Aufgabe A. Gib den Abschnitt des Textes über die Tumordiagnose zwischen „Ich war irritiert.“ und „Lebenserwartung 3 Monate.“ wortgetreu wieder, wobei Anfang und Ende mit eingeschlossen sind.
Aufgabe B. Welche Lebenserwartung ohne Behandlung wurde laut dem Text über die Tumordiagnose bei der Google-Suche angezeigt?
Aufgabe C. Setze den Text über die Tumordiagnose im Anschluss an seinen letzten Satz fort.

Textauszug.
::::
Ich war irritiert. So lange mussten wir nun
warten, um zu
wissen, ob der Tumor gut- oder bösartig war!? Das war ja unmenschlich. 
Natürlich war der Bericht gespickt von
lateinischen
fachmedizinischen Ausdrücken. Doch im Zeitalter des Internets ist das
ja kein
Problem, wenn man mehr wissen möchte. Da stand im Bericht:
‚hochgradiges
Gliom‘. Ich gab dies bei Google ein und da kam gleich:
Ohne Behandlung Lebenserwartung 3 Monate.
Ich war schockiert. Natürlich sagte ich Werner
nichts davon.
Ich war so wütend, dass keiner der Ärzte mit uns gesprochen hatte und
sie nur
einfach diesen Bericht mitgegeben hatten. Aber vielleicht war der
Bericht ja
für den Hausarzt bestimmt gewesen.
::::
In einem Datensatz enthaltene Einträge

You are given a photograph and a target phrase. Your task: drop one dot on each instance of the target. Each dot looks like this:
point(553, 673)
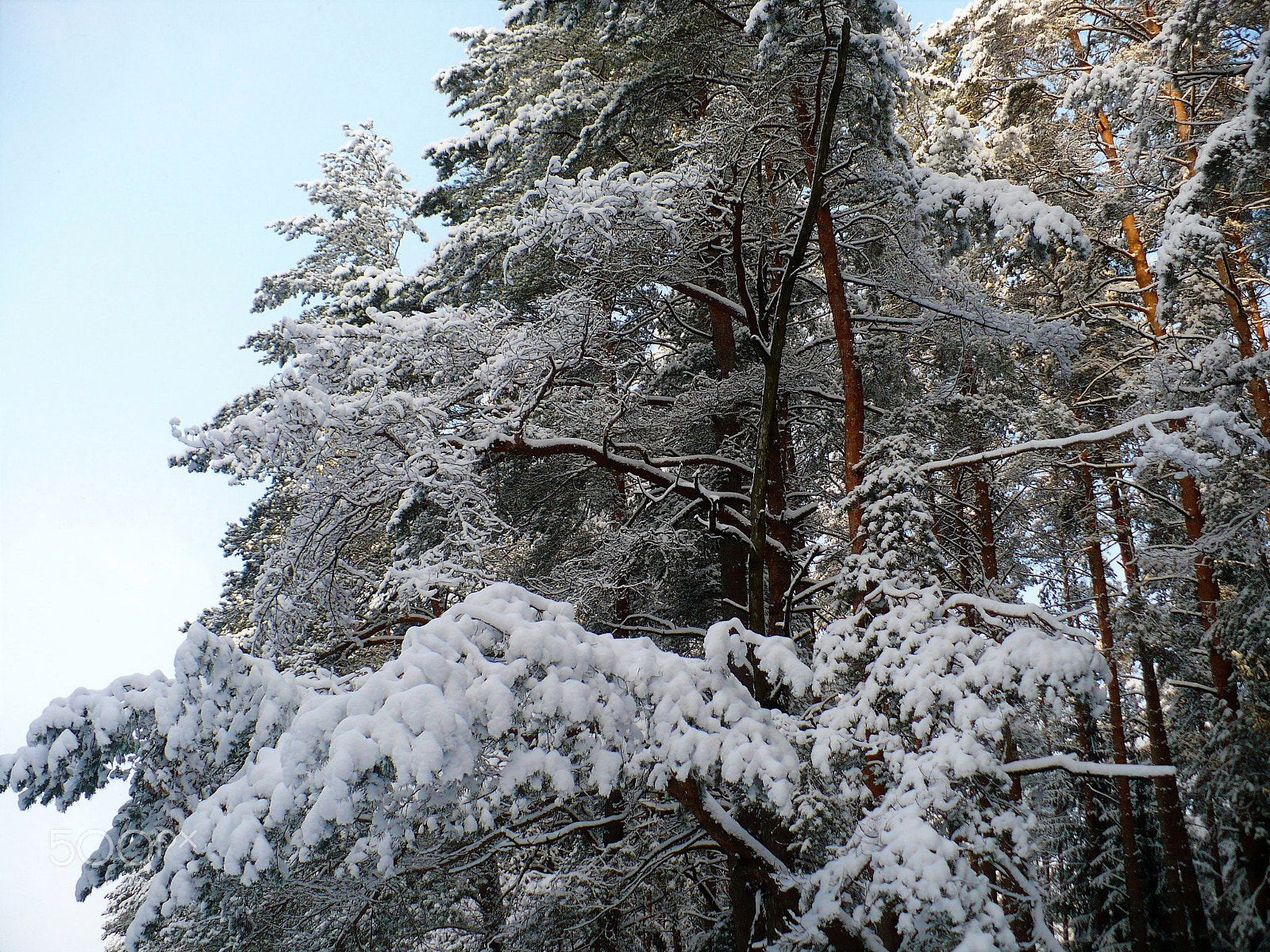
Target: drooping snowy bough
point(503, 724)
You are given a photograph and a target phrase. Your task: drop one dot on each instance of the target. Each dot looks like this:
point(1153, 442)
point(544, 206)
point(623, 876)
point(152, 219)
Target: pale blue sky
point(143, 149)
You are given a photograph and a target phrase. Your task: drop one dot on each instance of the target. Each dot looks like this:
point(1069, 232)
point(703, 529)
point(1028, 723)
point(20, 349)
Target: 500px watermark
point(131, 848)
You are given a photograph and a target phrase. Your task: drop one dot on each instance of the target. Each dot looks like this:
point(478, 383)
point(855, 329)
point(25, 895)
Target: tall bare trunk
point(1119, 749)
point(1183, 884)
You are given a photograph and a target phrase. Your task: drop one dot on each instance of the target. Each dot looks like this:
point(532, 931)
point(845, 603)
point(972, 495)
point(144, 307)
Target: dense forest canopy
point(816, 497)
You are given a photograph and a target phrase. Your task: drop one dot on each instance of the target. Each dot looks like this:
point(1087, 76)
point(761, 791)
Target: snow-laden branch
point(1086, 768)
point(1034, 446)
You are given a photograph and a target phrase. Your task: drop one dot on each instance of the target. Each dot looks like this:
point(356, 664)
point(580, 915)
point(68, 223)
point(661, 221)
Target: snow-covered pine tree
point(647, 570)
point(1137, 112)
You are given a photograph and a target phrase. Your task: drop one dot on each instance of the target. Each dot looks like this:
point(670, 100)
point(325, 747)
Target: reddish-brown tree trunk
point(1119, 749)
point(1183, 884)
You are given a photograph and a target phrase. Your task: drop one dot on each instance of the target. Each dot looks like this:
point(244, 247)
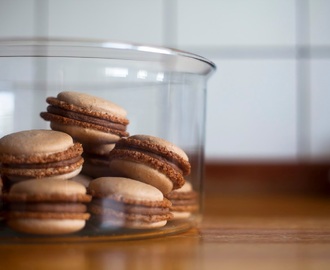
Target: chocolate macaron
point(47, 207)
point(151, 160)
point(88, 119)
point(124, 202)
point(96, 158)
point(39, 154)
point(184, 201)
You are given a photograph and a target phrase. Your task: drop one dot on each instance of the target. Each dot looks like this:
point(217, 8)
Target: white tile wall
point(320, 109)
point(139, 21)
point(319, 22)
point(17, 18)
point(240, 23)
point(252, 110)
point(261, 103)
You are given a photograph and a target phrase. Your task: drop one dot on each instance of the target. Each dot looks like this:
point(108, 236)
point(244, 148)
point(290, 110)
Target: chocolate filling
point(57, 164)
point(85, 118)
point(55, 207)
point(105, 204)
point(171, 159)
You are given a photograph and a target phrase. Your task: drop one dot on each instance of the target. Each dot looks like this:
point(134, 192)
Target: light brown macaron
point(39, 154)
point(86, 118)
point(124, 202)
point(96, 159)
point(49, 207)
point(184, 201)
point(152, 160)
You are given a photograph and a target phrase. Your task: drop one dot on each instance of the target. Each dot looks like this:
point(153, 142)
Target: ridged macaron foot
point(123, 202)
point(39, 154)
point(184, 201)
point(86, 118)
point(49, 207)
point(151, 160)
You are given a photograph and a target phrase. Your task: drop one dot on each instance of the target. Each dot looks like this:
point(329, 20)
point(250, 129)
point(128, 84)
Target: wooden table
point(246, 231)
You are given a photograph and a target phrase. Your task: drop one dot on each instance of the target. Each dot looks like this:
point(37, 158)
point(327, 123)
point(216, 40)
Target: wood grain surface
point(239, 231)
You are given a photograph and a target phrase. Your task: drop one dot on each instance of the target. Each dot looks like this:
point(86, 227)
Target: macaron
point(39, 154)
point(87, 118)
point(184, 201)
point(82, 179)
point(151, 160)
point(124, 202)
point(49, 207)
point(96, 160)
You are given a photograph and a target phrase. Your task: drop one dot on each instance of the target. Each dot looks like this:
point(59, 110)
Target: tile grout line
point(303, 81)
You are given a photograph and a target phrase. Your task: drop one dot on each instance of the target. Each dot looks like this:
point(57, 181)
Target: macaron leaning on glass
point(47, 207)
point(184, 201)
point(39, 154)
point(151, 160)
point(123, 202)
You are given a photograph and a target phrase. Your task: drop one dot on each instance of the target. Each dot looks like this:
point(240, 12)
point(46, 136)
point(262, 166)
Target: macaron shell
point(91, 103)
point(66, 172)
point(142, 173)
point(128, 189)
point(46, 226)
point(48, 187)
point(35, 141)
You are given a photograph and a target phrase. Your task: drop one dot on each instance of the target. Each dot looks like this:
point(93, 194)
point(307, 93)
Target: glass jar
point(163, 91)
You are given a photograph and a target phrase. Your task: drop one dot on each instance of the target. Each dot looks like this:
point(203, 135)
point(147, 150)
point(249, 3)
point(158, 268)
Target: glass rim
point(174, 59)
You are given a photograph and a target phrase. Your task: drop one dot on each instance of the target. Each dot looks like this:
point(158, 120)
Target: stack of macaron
point(33, 164)
point(38, 154)
point(94, 122)
point(136, 182)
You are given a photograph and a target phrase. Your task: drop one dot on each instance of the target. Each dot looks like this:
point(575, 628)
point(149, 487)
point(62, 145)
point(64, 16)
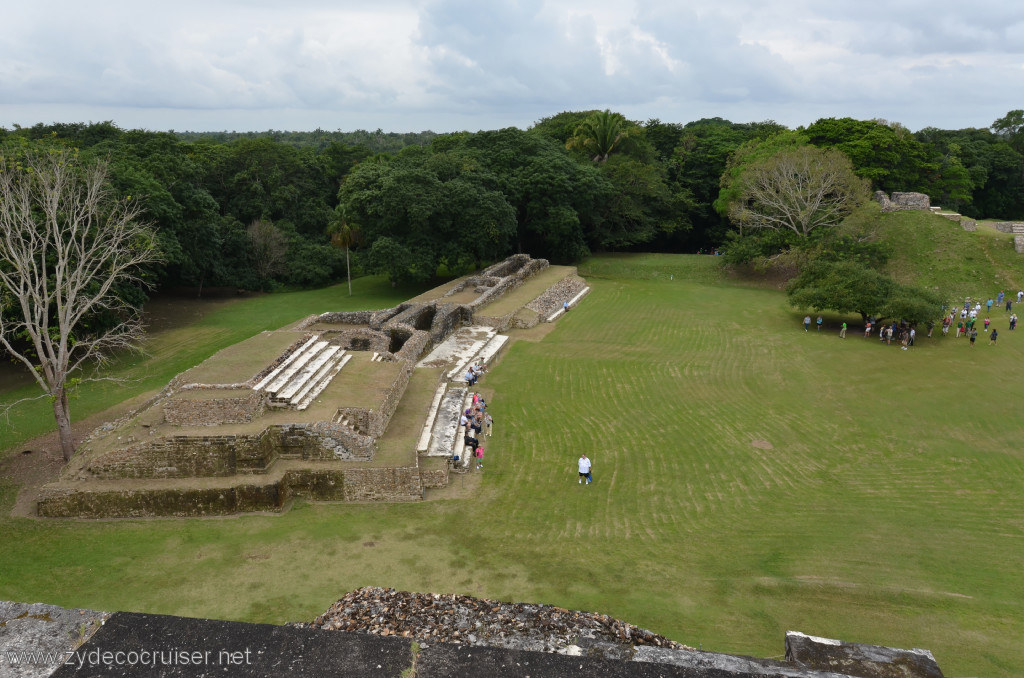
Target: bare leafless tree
point(67, 244)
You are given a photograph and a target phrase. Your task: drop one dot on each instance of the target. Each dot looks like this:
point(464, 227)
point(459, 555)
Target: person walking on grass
point(585, 469)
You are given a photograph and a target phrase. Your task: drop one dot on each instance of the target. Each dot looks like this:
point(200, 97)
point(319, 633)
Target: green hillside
point(934, 252)
point(751, 478)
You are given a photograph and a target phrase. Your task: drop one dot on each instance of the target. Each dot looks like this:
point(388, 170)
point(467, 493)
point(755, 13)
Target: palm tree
point(344, 234)
point(603, 133)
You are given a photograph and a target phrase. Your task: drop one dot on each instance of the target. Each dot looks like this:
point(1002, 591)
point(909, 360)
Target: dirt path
point(37, 462)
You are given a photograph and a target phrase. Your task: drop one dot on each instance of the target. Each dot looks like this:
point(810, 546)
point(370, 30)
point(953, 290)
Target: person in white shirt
point(585, 469)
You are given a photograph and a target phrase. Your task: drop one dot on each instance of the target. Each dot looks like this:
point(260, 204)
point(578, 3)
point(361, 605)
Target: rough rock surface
point(456, 619)
point(42, 629)
point(857, 659)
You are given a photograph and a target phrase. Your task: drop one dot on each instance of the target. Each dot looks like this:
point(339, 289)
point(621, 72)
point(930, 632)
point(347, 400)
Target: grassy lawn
point(751, 478)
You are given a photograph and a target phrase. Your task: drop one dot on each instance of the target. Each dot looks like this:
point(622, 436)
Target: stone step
point(270, 377)
point(493, 347)
point(300, 362)
point(323, 383)
point(572, 302)
point(428, 426)
point(446, 425)
point(311, 382)
point(309, 371)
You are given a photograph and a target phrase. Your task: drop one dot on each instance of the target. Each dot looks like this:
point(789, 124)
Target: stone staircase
point(297, 381)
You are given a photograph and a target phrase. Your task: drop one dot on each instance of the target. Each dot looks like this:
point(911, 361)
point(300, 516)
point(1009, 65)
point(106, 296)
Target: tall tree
point(603, 133)
point(344, 234)
point(1011, 127)
point(67, 248)
point(800, 189)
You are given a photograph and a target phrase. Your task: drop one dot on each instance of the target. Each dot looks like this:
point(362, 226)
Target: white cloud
point(465, 64)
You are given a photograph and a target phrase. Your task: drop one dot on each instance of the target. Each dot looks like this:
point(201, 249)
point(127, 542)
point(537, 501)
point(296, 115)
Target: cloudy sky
point(454, 65)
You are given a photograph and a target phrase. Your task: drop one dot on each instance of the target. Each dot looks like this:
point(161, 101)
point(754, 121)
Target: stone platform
point(130, 644)
point(305, 411)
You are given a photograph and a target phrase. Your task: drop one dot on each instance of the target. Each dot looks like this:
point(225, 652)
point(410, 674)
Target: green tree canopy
point(603, 133)
point(800, 188)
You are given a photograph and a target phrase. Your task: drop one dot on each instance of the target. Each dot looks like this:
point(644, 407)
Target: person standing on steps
point(585, 469)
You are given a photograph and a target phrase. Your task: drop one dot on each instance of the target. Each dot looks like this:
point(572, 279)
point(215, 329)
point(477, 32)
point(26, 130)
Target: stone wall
point(360, 339)
point(434, 472)
point(511, 282)
point(180, 502)
point(562, 291)
point(221, 456)
point(346, 318)
point(197, 412)
point(507, 266)
point(902, 201)
point(381, 318)
point(414, 346)
point(1008, 226)
point(184, 457)
point(374, 422)
point(276, 362)
point(350, 484)
point(446, 320)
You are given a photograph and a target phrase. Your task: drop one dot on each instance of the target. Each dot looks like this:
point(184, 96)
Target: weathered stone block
point(859, 660)
point(910, 201)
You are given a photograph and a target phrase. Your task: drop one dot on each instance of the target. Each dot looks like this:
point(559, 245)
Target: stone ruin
point(305, 411)
point(902, 201)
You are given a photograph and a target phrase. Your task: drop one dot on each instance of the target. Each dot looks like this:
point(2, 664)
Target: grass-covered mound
point(751, 478)
point(936, 253)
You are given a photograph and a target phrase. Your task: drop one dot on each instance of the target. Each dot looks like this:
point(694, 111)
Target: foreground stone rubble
point(456, 619)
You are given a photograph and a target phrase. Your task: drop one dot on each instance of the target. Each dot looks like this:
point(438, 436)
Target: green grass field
point(751, 478)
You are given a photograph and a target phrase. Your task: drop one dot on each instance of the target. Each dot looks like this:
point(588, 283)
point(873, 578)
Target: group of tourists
point(965, 316)
point(477, 423)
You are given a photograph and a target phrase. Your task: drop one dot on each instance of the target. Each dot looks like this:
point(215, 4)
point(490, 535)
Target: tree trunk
point(62, 414)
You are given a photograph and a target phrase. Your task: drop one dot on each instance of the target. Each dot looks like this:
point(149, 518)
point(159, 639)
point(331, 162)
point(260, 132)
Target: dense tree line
point(259, 210)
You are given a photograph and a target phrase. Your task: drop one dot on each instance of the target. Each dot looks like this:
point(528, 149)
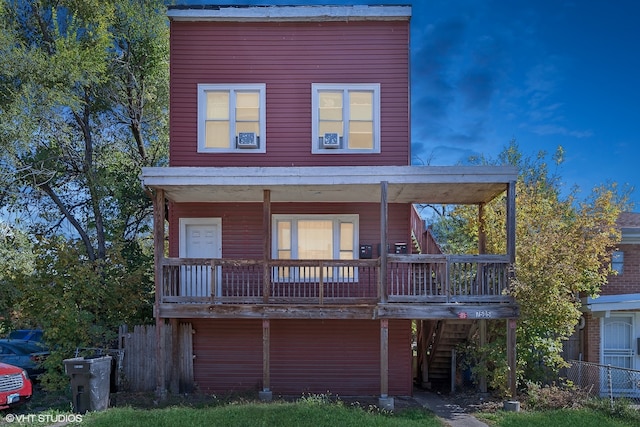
::::
Antwortfeld A.
Ich war irritiert. So lange mussten wir nun
warten, um zu
wissen, ob der Tumor gut- oder bösartig war!? Das war ja unmenschlich. 
Natürlich war der Bericht gespickt von
lateinischen
fachmedizinischen Ausdrücken. Doch im Zeitalter des Internets ist das
ja kein
Problem, wenn man mehr wissen möchte. Da stand im Bericht:
‚hochgradiges
Gliom‘. Ich gab dies bei Google ein und da kam gleich:
Ohne Behandlung Lebenserwartung 3 Monate.

Antwortfeld B. Ohne Behandlung wurde eine Lebenserwartung von 3 Monaten angezeigt.

Antwortfeld C.
Werner hatte den Bericht wohl gar nicht gelesen.
Ob es ihn
nicht interessierte oder ob er unbewusst ahnte, was er beinhaltete?
Jedenfalls
meinte ich zu ihm: „Du bekommst erst in 6 Wochen Bescheid. Aber eine
eventuelle
Behandlung müsste doch sofort beginnen.“ Darauf telefonierte er mit dem
Kantonsspital und teilte seine Bedenken dort mit. Die wollten sich
darum
kümmern.
Alle meine Leute inklusiv 
Werner waren positiv eingestellt und ich wusste nicht, was ich
mit
meinem Google-Wissen anfangen sollte. In unserer Gemeinschaft war
positives
Denken in jeder Situation das Beste, was man tun konnte. Ich fühlte
mich jetzt
ausgeschlossen, denn meine Zweifel wurden immer grösser. Ich war ja
auch
andauernd mit Werner zusammen und beobachtete, wie seine zeitliche und
räumliche Orientierung langsam an Sicherheit verlor. Irgendwann
erzählte ich
meiner Schwester von diesem Google-Resultat. Aber auch sie wollte
nichts
Negatives hören. Ich war am Verzweifeln. Wollte niemand die Realität
wahrhaben.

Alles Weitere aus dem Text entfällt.